_Instructions for the task:_
Copy out every line of the material below word for word, keeping the original order.

_Data provided:_
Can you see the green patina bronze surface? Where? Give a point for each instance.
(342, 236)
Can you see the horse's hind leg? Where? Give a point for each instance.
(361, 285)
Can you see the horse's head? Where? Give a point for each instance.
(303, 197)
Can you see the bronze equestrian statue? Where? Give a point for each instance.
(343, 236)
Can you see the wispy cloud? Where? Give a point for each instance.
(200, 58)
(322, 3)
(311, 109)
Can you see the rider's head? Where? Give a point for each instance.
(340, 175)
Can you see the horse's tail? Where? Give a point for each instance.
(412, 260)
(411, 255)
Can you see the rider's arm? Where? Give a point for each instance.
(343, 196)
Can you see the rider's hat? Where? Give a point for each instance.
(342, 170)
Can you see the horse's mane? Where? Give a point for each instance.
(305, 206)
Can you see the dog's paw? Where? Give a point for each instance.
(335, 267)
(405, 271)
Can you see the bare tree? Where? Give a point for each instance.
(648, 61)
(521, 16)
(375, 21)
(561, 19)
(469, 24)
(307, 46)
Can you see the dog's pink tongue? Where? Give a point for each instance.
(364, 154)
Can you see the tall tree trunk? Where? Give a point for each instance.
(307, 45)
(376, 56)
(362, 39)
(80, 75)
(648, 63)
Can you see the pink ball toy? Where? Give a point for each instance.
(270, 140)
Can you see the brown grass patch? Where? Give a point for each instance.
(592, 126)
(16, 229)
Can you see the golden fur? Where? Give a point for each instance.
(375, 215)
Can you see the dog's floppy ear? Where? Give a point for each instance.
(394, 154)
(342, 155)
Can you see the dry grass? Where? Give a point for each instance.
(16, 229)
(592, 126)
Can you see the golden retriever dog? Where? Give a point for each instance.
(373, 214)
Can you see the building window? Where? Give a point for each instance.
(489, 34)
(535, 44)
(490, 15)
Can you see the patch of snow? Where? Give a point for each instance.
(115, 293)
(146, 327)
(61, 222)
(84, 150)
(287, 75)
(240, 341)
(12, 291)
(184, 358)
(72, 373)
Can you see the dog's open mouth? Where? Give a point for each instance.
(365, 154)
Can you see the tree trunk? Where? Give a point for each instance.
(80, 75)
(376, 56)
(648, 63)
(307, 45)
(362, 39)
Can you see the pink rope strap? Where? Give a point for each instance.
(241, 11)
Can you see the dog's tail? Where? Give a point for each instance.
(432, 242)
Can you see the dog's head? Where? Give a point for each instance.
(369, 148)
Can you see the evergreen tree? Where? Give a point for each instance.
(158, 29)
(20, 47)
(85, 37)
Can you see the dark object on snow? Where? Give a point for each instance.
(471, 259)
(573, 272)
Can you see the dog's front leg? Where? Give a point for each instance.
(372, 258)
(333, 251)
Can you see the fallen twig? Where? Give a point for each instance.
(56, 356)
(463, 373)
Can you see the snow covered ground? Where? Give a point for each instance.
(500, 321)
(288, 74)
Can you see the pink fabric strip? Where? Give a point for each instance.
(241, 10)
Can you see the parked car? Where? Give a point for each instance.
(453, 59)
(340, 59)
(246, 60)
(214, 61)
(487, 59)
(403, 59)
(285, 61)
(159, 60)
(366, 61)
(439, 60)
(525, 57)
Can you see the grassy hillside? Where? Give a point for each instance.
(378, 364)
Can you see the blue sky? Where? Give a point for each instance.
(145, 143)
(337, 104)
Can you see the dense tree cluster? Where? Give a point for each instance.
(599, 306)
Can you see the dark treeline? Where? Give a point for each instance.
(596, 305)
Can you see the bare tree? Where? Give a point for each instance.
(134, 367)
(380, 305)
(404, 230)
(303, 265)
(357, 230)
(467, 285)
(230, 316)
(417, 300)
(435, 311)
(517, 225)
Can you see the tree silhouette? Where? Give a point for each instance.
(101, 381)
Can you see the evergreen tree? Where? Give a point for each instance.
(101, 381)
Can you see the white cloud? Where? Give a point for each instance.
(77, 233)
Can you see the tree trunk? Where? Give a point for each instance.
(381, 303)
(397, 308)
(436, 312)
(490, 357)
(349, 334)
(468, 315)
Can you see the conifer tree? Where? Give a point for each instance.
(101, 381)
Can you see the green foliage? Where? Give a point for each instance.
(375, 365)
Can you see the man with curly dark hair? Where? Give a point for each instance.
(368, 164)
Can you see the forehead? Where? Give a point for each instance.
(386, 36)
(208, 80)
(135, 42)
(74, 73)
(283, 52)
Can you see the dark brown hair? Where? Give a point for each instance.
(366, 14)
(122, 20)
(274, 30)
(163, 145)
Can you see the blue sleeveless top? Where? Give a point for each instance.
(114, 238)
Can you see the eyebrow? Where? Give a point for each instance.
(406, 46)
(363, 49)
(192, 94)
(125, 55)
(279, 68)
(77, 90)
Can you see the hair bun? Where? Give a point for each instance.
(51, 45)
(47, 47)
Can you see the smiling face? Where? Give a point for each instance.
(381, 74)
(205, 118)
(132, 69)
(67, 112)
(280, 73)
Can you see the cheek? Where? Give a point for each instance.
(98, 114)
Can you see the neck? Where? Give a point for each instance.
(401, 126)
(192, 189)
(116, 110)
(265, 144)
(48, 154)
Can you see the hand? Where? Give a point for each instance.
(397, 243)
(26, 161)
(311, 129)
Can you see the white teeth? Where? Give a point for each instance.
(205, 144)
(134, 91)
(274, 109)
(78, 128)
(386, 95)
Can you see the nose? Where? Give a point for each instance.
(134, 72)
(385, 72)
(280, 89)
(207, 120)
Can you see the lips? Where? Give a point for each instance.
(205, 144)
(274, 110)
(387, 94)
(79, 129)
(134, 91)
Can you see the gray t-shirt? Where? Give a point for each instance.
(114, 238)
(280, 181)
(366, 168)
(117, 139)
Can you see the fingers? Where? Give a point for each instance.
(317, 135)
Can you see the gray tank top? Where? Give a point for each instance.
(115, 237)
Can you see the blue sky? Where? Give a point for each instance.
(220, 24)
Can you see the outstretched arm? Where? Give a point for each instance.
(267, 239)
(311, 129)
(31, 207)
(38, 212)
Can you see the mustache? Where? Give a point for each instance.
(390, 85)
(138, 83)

_Final result:_
Can you see the green patina bronze surface? Where? Give a point for each instance.
(342, 236)
Can you see the horse's hind leg? Where? Give a point for each instance.
(361, 285)
Can you see the horse's head? Where? Give a point for each instance.
(303, 197)
Can you see the bronze equestrian statue? Where? Give a point for each instance.
(343, 236)
Can you see the wispy cloud? Where? Give a point for each instance.
(200, 58)
(322, 3)
(311, 109)
Can you see the rider's head? Where? Give a point for each instance.
(340, 175)
Can you see the horse's tail? Where? Give a point for each instance.
(412, 260)
(411, 255)
Can you see the rider's arm? Where? Give a point for each instance.
(343, 196)
Can you see the rider's hat? Where? Give a point for each instance.
(342, 170)
Can you see the horse's mane? Where? Give a point for each instance.
(305, 206)
Can you see the dog's paw? Where? Give a point for each instance.
(335, 267)
(405, 271)
Can you see the bare tree? Where? Give a point for each instance.
(648, 61)
(521, 16)
(375, 21)
(561, 19)
(469, 24)
(307, 46)
Can you see the dog's pink tongue? Where? Give a point for each instance.
(364, 154)
Can you see the tall tree trunk? Where? Give a point for each instance.
(307, 45)
(376, 56)
(362, 39)
(80, 75)
(648, 63)
Can you see the pink ball toy? Where? Give a point for each instance.
(270, 140)
Can you see the brown grass patch? Where? Give a point for each instance.
(592, 126)
(16, 229)
Can you see the golden fur? Where? Give a point for each instance.
(375, 215)
Can you see the dog's floppy ear? Where? Give a point for each instance.
(394, 154)
(342, 155)
Can you see the dry grass? Where? Give a point for each instance.
(16, 229)
(592, 126)
Can you see the golden retriever dog? Where? Give a point for each instance.
(373, 214)
Can you see the building window? Where? Give a point for each instance.
(489, 34)
(535, 44)
(490, 15)
Can you see the patch of snow? Where? Give a point for each instance.
(115, 293)
(146, 327)
(61, 222)
(84, 150)
(287, 75)
(240, 341)
(12, 291)
(184, 358)
(72, 373)
Can you see the dog's open mouth? Where? Give a point for each instance.
(365, 154)
Can you see the tree trunk? Where? Give a point for each instance.
(80, 75)
(376, 56)
(648, 63)
(307, 45)
(362, 39)
Can you see the pink rope strap? Where? Give a point for each instance.
(241, 11)
Can you see the dog's tail? Where? Give a point for each instance.
(432, 242)
Can you see the dog's head? Where? Give a point for each instance.
(369, 148)
Can you see the evergreen tree? Where? Give a point for each instance.
(158, 29)
(20, 47)
(85, 37)
Can you see the dark object on snow? Where? Give a point for each instance.
(471, 259)
(573, 272)
Can you see the dog's front leg? Where? Give a point for each instance.
(372, 258)
(333, 251)
Can you see the fallen twig? Where? Give a point for each instance.
(56, 356)
(463, 373)
Can you see the snow covered ground? Where? Give a point for each instance.
(500, 321)
(288, 74)
Can you see the pink fabric strip? Where? Give a point for each instance.
(241, 10)
Can you see the parked car? Where? Give a point for each instance.
(453, 59)
(340, 59)
(246, 60)
(214, 61)
(487, 59)
(403, 59)
(285, 61)
(159, 60)
(366, 61)
(439, 60)
(525, 57)
Can you see the grassy hillside? Where? Give a point for each instance.
(378, 364)
Can you see the blue sky? Where? Give a point for each instance.
(145, 143)
(337, 104)
Can you see the dense tree cluster? Where? Give a point for each instance.
(599, 306)
Can you see the dark treeline? Where? Give a point for each instance.
(596, 305)
Can you see the bare tree? Where? Give a point for each instance.
(134, 367)
(380, 305)
(404, 230)
(303, 265)
(357, 230)
(467, 285)
(230, 316)
(417, 300)
(435, 311)
(517, 225)
Can you see the tree silhouette? Where? Give a point for each instance.
(101, 381)
Can you see the evergreen tree? Where? Give a point for each instance.
(101, 381)
Can you see the white cloud? Where? Give a point for each instance.
(77, 233)
Can you see the tree trunk? Where? Give a point for each instance.
(381, 303)
(397, 308)
(436, 312)
(490, 357)
(349, 334)
(468, 315)
Can you see the conifer tree? Where? Give a point for each instance.
(101, 381)
Can you see the green foliage? Where? Give a point for each instance.
(375, 365)
Can you see the man with curly dark hair? Where? Give a point for each instance.
(368, 164)
Can you see the forehead? Where? Give a point for each instance.
(386, 36)
(208, 80)
(135, 42)
(74, 73)
(283, 52)
Can you see the dark brown hair? Where? Give a point for each instance.
(366, 14)
(122, 20)
(274, 30)
(163, 145)
Can you see the blue sleeveless top? Where? Give a point for each instance.
(114, 238)
Can you see the eyebrow? Where? Give a point for each instance.
(406, 46)
(363, 49)
(192, 94)
(125, 55)
(279, 68)
(77, 90)
Can you see the hair bun? Where? Give a point for each instance.
(51, 45)
(47, 47)
Can you see the smiling face? Where? Give a point for each instance.
(381, 74)
(205, 118)
(132, 69)
(67, 112)
(280, 73)
Can you see the cheek? Where? Give a point for each instance.
(98, 114)
Can you see the neck? Where? Give a point for each instance.
(401, 126)
(192, 189)
(116, 110)
(265, 144)
(48, 154)
Can you see the hand? Where? Give a point for each instance.
(397, 243)
(26, 161)
(311, 129)
Can you see the white teeth? Where? Give a point for each instance.
(205, 144)
(134, 91)
(274, 109)
(78, 128)
(386, 95)
Can you see the nose? Where? Give a point for each instance.
(134, 72)
(385, 72)
(280, 89)
(207, 120)
Can you see the lips? Where? Give a point for each instance.
(205, 144)
(274, 110)
(387, 94)
(79, 129)
(134, 91)
Can you see the gray t-shirt? Where? Give a point for each instance.
(114, 238)
(280, 181)
(366, 168)
(117, 139)
Can you see the fingers? Where? Give a point for each instance.
(317, 135)
Can you see the gray tank top? Where? Give a point for each instance.
(115, 237)
Can you see the blue sky? Where? Give a point for each instance.
(220, 24)
Can you see the outstretched arm? Where? Give a point for each instance.
(267, 239)
(311, 129)
(31, 207)
(38, 212)
Can you see the mustache? Where? Give a point for each instance.
(390, 85)
(138, 83)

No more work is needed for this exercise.